→ SOURCE PASSAGE

-- Start --

People are entitled to buy whatever size or configuration of vehicle they want, because we all have different needs from a vehicle. The solution to polluting SUV's is not banning them but offering less (and preferably none) polluting SUV's powered by electric batteries/fuel cell/hybrids in their place. The Tesla Cybertruck (admittedly the fugliest vehicle that has ever been sold) comes with optional solar panels that can extend range or power plugged in devices.

People often buy vehicles for reasons that have very little to do with functionality
I have no problem with this, I want a world in which everyone can make this choice not just some people, A world in which no-one gets to isn't any more desirable than the current one.
 
I have no problem with this, I want a world in which everyone can make this choice not just some people, A world in which no-one gets to isn't any more desirable than the current one.
But what if those personal choices negatively impact on other - usually poorer - people? Have they just got to suck it up so that rich folks can carry on clogging up city streets with their shiny, oversized Range Rover SUVs?
 
But what if those personal choices negatively impact on other - usually poorer - people? Have they just got to suck it up so that rich folks can carry on clogging up city streets with their shiny, oversized Range Rover SUVs?

Is it pollution and harm, or shininess and owner wealth that concerns you most? If it’s the former then targeted taxation would surely help. If the latter then banning SUVs and sports cars would just result in more blinged up saloons and panel vans.
 
But what if those personal choices negatively impact on other - usually poorer - people? Have they just got to suck it up so that rich folks can carry on clogging up city streets with their shiny, oversized Range Rover SUVs?
You've kind of missed the point there, the world I would like to see then the other people who wouldn't be poorer would also be able to make that choice (it does not necessarily follow they will). The scenario you are suggesting is of course how the real world we currently live in now works and buying expensive vehicles is limited to a few and the poorer people do indeed just have to suck it up. Surely working towards an equal wealthy world is preferable to an equal poor one?

-- End --

→ REQUIREMENT
Write the next part of the forum discussion on SUVs and vehicle choice, picking up after its final sentence.

(Data items)
-- Start --

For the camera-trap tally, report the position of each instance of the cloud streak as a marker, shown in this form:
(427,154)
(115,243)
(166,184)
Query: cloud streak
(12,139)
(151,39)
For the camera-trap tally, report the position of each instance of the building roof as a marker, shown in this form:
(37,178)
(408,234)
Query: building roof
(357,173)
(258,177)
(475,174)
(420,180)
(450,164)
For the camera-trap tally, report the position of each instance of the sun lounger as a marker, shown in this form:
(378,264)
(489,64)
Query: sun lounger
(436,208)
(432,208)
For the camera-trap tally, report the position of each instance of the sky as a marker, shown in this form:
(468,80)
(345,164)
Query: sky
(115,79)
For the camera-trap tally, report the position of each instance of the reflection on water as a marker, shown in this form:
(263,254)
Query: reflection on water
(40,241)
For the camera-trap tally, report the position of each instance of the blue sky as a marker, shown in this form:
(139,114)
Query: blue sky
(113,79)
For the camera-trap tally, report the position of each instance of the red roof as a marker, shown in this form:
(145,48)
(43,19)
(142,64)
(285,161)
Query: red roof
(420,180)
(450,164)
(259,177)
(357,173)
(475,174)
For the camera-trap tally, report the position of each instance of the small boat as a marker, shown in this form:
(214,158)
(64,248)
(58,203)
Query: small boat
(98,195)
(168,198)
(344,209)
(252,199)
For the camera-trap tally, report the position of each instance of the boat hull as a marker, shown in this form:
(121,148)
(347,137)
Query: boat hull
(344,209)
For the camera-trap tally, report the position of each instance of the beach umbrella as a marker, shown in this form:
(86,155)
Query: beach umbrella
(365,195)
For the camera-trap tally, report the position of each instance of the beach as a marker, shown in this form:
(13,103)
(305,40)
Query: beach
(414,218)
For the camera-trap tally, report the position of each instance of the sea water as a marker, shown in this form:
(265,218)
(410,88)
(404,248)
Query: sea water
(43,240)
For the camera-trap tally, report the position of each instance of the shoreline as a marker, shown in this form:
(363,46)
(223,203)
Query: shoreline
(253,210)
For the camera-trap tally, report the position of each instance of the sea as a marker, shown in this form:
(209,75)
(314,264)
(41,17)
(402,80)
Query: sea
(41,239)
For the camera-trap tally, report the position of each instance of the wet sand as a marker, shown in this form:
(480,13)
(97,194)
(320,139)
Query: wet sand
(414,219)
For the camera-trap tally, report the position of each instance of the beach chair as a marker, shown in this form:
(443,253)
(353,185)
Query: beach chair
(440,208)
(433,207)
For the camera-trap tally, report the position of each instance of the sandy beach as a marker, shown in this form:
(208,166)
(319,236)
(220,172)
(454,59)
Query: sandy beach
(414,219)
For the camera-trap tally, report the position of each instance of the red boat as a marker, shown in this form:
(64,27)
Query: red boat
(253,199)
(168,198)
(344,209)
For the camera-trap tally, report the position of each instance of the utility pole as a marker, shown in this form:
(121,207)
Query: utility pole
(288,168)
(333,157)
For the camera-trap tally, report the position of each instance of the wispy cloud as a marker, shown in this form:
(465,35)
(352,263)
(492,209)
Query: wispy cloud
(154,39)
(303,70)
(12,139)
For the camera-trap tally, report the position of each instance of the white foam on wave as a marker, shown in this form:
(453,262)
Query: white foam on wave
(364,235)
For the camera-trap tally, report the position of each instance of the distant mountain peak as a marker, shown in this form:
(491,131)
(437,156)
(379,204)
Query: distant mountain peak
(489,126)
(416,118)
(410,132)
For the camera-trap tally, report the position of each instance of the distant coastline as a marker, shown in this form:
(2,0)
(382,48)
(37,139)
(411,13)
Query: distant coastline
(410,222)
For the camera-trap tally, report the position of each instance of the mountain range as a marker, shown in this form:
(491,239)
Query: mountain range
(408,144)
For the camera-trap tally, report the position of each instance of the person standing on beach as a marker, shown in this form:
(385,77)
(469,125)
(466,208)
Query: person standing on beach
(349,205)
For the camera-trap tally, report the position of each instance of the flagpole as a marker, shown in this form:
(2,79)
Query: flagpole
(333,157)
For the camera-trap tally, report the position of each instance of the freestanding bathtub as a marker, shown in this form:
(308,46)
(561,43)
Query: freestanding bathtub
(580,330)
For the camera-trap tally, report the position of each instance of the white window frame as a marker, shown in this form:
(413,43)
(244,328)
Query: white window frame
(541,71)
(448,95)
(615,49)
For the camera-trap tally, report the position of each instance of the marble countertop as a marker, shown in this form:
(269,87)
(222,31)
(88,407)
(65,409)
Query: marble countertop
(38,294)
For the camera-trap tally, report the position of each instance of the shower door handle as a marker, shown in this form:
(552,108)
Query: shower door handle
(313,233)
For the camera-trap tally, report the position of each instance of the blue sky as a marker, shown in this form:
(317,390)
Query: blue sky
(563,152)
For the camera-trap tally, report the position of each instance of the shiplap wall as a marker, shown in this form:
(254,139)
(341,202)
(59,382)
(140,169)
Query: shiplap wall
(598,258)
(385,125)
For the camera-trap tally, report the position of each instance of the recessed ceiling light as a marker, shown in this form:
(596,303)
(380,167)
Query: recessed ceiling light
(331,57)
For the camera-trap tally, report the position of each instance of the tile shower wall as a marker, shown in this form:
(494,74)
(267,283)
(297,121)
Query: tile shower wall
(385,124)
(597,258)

-- End --

→ WRITTEN RESPONSE
 
Is it pollution and harm, or shininess and owner wealth that concerns you most? If it’s the former then targeted taxation would surely help. If the latter then banning SUVs and sports cars would just result in more blinged up saloons and panel vans.
I think I've made my concerns and priorities very clear, as have you.
 
You've kind of missed the point there, the world I would like to see then the other people who wouldn't be poorer would also be able to make that choice (it does not necessarily follow the will). The scenario you are suggesting is of course how the real world we currently live in now works and buying expensive vehicles is limited to a few and the poorer people do indeed just have to suck it up. Surely working towards an equal wealthy world is preferable to an equal poor one?
There's more than a little bit of scope creep going on here - I would have thought that the way this site is run should give ample pointers to the kind of world I'd like to see, but doesn't the runaway growth of SUVs - and the clear negative environmental impact - bother you in the slightest?
 
There's more than a little bit of scope creep going on here - I would have thought that the way this site is run should give ample pointers to the kind of world I'd like to see, but doesn't the runaway growth of SUVs - and the clear negative environmental impact - bother you in the slightest?
The runaway growth of polluting vehicles concerns me yes but the only viable solution to that has to be a technical one i.e. more advanced vehicles that pollute less. Banning or trying to ban certain types of vehicles is an idea that is dead before it gets out of the starting blocks.
 
Do people in the UK buy SUVs because they're a practical choice, as platinumsage argued earlier?

Larger SUVs are definitely not practical, according to Which? research summarised here:

Five reasons why you shouldn't buy an SUV

The reasons include poor handling, high fuel consumption, being too wide for width restrictions, and 'astronomical' repair costs.

Smaller SUVs presumably evade most or all of these problems, but this does suggest that practicality is unlikely to guide most purchases of the larger SUVs.
 
That's not what the piece in the OP is arguing. It's arguing from an emissions perspective stuff like this:


Which is pure bollocks. Plenty of SUVs have better fuel consumption and lower emissions than cars. And how do they define an "average" car?

This is just made-up silliness for climate twats to get aerated about.

It’s clearly not bollocks. Aerodynamics is an actual thing. A taller vehicle is going to have a higher coefficient of drag. There are design elements within that might, for example, make a well designed modern SUV better than a 1980s hatchback. But in general, assuming a similar design, a lower vehicle is going to be less draggy and more efficient.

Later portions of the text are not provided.